__Recorded information__
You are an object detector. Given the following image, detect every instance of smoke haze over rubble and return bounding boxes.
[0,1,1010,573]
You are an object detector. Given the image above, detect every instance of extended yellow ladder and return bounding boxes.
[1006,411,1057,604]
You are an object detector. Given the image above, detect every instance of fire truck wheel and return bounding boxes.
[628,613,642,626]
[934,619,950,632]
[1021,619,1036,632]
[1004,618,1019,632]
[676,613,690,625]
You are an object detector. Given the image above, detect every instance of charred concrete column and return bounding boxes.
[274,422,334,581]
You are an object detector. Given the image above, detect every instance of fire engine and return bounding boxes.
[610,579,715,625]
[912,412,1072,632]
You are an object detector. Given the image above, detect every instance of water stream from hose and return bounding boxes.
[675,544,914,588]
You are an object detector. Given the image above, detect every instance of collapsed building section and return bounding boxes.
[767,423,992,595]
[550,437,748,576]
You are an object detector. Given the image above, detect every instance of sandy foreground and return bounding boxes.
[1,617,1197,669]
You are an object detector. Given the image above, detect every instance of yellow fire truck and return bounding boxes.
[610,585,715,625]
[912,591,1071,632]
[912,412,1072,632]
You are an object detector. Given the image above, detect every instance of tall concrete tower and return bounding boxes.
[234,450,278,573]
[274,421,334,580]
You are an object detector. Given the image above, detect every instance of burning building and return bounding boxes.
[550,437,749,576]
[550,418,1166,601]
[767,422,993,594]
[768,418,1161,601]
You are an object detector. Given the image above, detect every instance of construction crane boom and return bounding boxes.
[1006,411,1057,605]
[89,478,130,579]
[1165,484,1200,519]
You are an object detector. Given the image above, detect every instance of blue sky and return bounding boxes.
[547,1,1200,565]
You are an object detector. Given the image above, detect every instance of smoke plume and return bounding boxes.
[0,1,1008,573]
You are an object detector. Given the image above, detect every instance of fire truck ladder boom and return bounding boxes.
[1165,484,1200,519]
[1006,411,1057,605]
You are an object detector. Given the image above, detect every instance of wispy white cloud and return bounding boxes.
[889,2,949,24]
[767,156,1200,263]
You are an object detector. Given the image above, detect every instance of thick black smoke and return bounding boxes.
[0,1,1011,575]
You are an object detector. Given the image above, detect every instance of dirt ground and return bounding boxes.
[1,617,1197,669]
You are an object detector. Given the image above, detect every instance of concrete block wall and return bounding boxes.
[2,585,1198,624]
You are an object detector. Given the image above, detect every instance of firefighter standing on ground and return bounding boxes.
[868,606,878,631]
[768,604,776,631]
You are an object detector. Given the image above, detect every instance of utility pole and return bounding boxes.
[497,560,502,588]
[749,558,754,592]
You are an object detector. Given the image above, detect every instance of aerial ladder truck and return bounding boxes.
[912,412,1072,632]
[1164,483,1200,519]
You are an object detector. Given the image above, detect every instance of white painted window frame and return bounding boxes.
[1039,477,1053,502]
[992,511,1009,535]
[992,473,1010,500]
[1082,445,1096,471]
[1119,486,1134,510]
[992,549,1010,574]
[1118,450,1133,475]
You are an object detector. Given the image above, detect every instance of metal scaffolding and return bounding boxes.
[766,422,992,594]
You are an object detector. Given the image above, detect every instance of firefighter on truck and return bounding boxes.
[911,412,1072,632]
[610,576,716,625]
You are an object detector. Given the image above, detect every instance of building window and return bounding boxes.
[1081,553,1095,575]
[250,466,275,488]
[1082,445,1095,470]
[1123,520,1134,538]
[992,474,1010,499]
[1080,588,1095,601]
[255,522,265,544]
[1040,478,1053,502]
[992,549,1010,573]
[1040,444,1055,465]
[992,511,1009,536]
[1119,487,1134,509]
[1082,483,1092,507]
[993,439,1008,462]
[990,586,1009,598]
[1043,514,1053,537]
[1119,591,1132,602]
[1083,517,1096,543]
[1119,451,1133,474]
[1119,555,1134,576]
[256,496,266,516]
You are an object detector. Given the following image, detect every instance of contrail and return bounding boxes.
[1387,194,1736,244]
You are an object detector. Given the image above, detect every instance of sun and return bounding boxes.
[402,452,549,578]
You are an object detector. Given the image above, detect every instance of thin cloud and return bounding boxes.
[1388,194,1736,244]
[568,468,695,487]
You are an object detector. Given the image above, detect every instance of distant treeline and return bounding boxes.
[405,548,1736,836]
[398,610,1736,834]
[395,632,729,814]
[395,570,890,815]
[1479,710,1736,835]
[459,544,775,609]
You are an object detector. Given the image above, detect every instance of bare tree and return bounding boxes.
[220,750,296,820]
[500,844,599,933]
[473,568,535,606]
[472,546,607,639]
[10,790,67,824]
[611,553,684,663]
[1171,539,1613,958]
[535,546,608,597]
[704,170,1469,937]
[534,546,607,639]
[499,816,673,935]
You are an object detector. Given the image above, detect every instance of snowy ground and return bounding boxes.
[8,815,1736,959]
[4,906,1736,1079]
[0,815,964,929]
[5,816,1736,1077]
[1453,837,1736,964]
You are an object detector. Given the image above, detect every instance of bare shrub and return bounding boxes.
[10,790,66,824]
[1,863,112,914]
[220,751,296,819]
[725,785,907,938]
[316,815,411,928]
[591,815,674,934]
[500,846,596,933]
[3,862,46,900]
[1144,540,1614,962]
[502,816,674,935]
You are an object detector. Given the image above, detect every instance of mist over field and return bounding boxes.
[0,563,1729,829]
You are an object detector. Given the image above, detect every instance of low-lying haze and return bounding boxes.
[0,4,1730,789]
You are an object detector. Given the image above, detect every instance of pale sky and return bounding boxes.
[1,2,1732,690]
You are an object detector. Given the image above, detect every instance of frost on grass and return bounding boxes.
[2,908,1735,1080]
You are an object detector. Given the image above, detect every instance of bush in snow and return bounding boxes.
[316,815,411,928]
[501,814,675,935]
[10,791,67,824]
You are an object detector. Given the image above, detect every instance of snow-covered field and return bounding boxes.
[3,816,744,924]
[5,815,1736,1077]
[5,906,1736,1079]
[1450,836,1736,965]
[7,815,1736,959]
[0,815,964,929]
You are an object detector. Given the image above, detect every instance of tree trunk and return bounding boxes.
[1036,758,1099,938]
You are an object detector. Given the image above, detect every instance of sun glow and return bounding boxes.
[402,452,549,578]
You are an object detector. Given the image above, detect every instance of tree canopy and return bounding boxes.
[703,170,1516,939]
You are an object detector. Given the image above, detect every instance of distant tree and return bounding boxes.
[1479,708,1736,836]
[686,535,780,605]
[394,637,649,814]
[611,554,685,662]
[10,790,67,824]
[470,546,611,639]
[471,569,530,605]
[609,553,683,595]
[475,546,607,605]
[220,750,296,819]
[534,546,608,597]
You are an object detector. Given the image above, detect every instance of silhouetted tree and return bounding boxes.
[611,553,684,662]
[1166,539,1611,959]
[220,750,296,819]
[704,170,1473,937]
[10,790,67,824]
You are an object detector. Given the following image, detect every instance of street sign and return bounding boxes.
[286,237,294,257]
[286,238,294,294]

__Try it__
Exactly and without omission, set down every entry.

__Exercise answer__
You are an object detector. Given the following image, detect every instance of smoke haze over rubble and return bounding boxes.
[0,1,1010,573]
You are an object detector. Given the image above, detect every instance of extended yellow ladder and return bounding boxes.
[1006,411,1057,604]
You are an object detector. Given the image above, detect every instance of fire truck wheel and return bounding boxes.
[628,613,642,626]
[934,619,950,632]
[1021,619,1036,632]
[1004,618,1019,632]
[676,613,690,625]
You are an object detector. Given the image above, detect every instance of charred concrete column and return bounding boxes.
[274,422,334,581]
You are an object detector. Given the image above, detect every instance of fire engine and return bounding boxes.
[610,579,715,625]
[912,412,1072,632]
You are an object detector. Given the image above, detect every instance of water stream from hose and return bounding boxes.
[675,544,914,588]
You are an object detector. Given the image above, detect every instance of collapsed building section and return bounding boxes.
[767,423,992,595]
[550,437,748,576]
You are an object detector. Given the image above, detect every instance of sandy foreground and return bounding boxes.
[1,617,1197,669]
You are an object detector. Given the image above, detect every instance of yellow fire truck and return bounding boxes.
[610,585,715,625]
[912,591,1071,632]
[912,412,1072,632]
You are an object detector. Given the image above, detect every instance of tall concrete tower and return bounding boxes.
[234,450,278,573]
[274,421,334,580]
You are an object detector. Given the image above, detect every instance of burning building and return bounding boxes.
[550,437,749,576]
[550,418,1166,601]
[767,422,993,594]
[768,418,1161,601]
You are an object detector. Given the image above, detect every instance of construction crane boom and return bounding boxes.
[1006,411,1057,605]
[89,478,130,579]
[1165,484,1200,519]
You are an object detector. Given the image above, detect every instance of blue sky and return bounding boxes.
[547,1,1200,565]
You are an object detector. Given the image above, detect every instance of smoke plume and return bounding boxes.
[0,1,1008,573]
You are an object detector. Given the image above, detect every instance of fire truck ladder boom and return bounding boxes.
[1165,484,1200,519]
[1006,411,1057,605]
You are an object detector. Given the image above, detect every instance of wispy white cloud and return bounding boxes.
[889,2,949,24]
[767,156,1200,263]
You are an object detector. Given the image above, detect every instance of thick black smoke and return bounding boxes.
[0,1,1011,575]
You are an object detector. Given the image above, detect every instance of dirt ground and return bounding boxes.
[1,617,1197,669]
You are an object detector. Given the image above, detect every instance of concrete block wall and return bounding boxes.
[2,585,1198,624]
You are an object detector. Given the image above, detect every instance of firefighter standing on ground and return bounding boxes.
[868,606,878,631]
[768,604,776,631]
You are an object detector. Given the image above, detect every instance of utility pole and return bounding boxes.
[497,560,502,588]
[749,558,754,592]
You are an object detector. Given the image above, detect every instance of aerial ladder truck and return bounding boxes.
[912,412,1072,632]
[1164,483,1200,519]
You are an object detector. Given the image above, detect every instance of white painted window frame and return bounding boxes.
[1039,477,1053,502]
[992,511,1009,535]
[992,473,1010,500]
[1082,445,1096,471]
[1119,486,1134,510]
[992,549,1010,574]
[1118,450,1133,475]
You are an object detector. Given the image above, detect every instance of metal scaffolding and return bounding boxes.
[766,422,992,594]
You are an object detector. Given the image above, detect every instance of firefighter on truck and return bounding boxes.
[911,412,1072,632]
[610,576,716,625]
You are an object detector. Given the image above, detect every instance of building window and return bounding boxes.
[1081,553,1095,575]
[250,466,275,488]
[1082,445,1095,470]
[1123,520,1134,538]
[992,474,1010,499]
[1080,588,1095,601]
[255,522,265,544]
[1040,478,1053,502]
[992,549,1010,573]
[1040,444,1055,465]
[992,511,1009,536]
[1119,487,1134,509]
[1082,483,1092,507]
[993,439,1008,462]
[990,586,1009,598]
[1043,514,1053,537]
[1119,591,1132,602]
[1083,517,1096,543]
[1119,451,1133,474]
[1119,555,1134,576]
[256,496,266,516]
You are an object detector. Given the following image, detect every instance of contrail and return bounding boxes.
[1387,194,1736,244]
You are an object detector. Given the image above, detect every instance of sun and return bounding boxes.
[402,452,549,578]
You are an object detector. Given the image above, detect every instance of thin cloud and return bounding boxes.
[1388,194,1736,244]
[568,468,695,487]
You are an object detector. Given the image above, detect every instance of distant treeline and return bounding boxes.
[405,548,1736,836]
[398,610,1736,834]
[395,632,729,814]
[395,570,890,815]
[1479,710,1736,835]
[459,544,775,609]
You are an object detector. Given the image above, detect every instance of bare tree and return bounding boxes.
[220,750,296,820]
[500,844,599,933]
[473,568,535,606]
[472,546,607,639]
[10,790,67,824]
[611,553,684,663]
[1171,539,1613,958]
[535,546,608,597]
[704,170,1469,937]
[534,546,607,639]
[499,816,673,935]
You are an object detector. Given the image above, detect every instance of snowy ground and return bounding boxes.
[8,815,1736,959]
[4,906,1736,1079]
[0,815,964,929]
[5,816,1736,1077]
[1453,837,1736,964]
You are an object detector. Given the image above, detect every instance of bare shrub and return bounding boxes.
[10,790,66,824]
[1,863,112,914]
[220,751,296,819]
[725,785,907,938]
[316,815,411,928]
[591,815,674,934]
[500,846,596,933]
[3,862,46,900]
[1144,540,1614,962]
[502,816,674,935]
You are an object detector. Given the image above, detect every instance of mist over field and return bounding boxes.
[0,563,1729,829]
You are an object detector. Given the image above, detect every instance of low-lying haze and return bounding boxes.
[0,4,1730,789]
You are an object detector. Given the image above, detect every instance of pale sky and return bounding boxes.
[1,2,1732,690]
You are an object detector. Given the image above, detect every instance of frost on grass and return bounding boxes.
[2,908,1735,1080]
You are an object detector. Given the image above, detect every instance of bush in snow and return bounding boxes.
[316,815,411,928]
[501,814,675,935]
[10,791,67,824]
You are an object detector. Given the image above, detect every instance of snow-covered field and return bounding boxes.
[3,816,744,924]
[5,815,1736,1077]
[5,906,1736,1079]
[1450,836,1736,965]
[7,815,1736,959]
[0,815,964,929]
You are an object detector. Given the image above, detect every instance of tree trunk and return bounding boxes.
[1036,758,1099,938]
You are an object detector. Given the image above, detect every instance of sun glow and return bounding boxes.
[402,452,549,578]
You are an object detector. Given the image above, detect every instance of tree canopy and return bounding boxes.
[703,170,1516,939]
You are an object detector. Given the image above, detect every instance of distant tree and return bounding boxes.
[1479,708,1736,836]
[686,535,780,605]
[394,637,649,814]
[611,554,685,662]
[10,790,67,824]
[470,546,611,639]
[471,569,530,605]
[609,553,683,595]
[475,546,607,605]
[220,750,296,819]
[534,546,608,597]
You are an object detector. Given the image above, detect every instance of silhouetted tree and return bounding boxes.
[611,553,684,662]
[1166,539,1611,959]
[220,750,296,819]
[704,170,1473,937]
[10,790,67,824]
You are an object detector. Given the following image, detect every instance of street sign and return bounding boxes.
[286,237,294,257]
[286,238,294,294]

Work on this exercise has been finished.